Material supplied: Begin
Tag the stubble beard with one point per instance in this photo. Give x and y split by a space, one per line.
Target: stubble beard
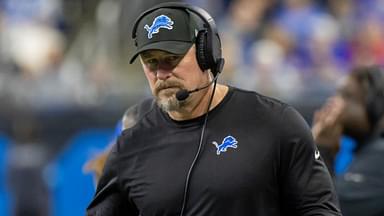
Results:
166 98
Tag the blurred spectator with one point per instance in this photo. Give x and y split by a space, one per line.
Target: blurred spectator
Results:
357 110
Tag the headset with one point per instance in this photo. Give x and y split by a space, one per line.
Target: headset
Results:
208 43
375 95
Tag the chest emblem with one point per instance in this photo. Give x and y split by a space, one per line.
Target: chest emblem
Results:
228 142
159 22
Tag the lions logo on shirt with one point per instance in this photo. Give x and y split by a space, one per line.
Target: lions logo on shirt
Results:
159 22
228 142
Material supplied: End
> Work to complete
Reproduce every record word for word. The copy must contain no pictures.

> Task result
Tag the stubble beard with one point per instance in this photo. Give x and y split by a space, one per line.
Target: stubble beard
Results:
166 98
Tag the blurred spectator with one point per instance in this photo. Give x and y split by a space, one per line.
Target: blurred spectator
Results:
357 110
Tag the headset with one point per instance in this photo. Give x and y split by a space, one per line.
Target: headset
Results:
208 43
375 95
Tag the chest emblem with one point per instance in this photo. Give x and y split by a space, one per line.
Target: chest emblem
Results:
228 142
159 22
Tag the lions logo on shirt with one point per instance in this photo. Give x and y split by a space, one per line.
Target: lions logo on shirt
Results:
159 22
228 142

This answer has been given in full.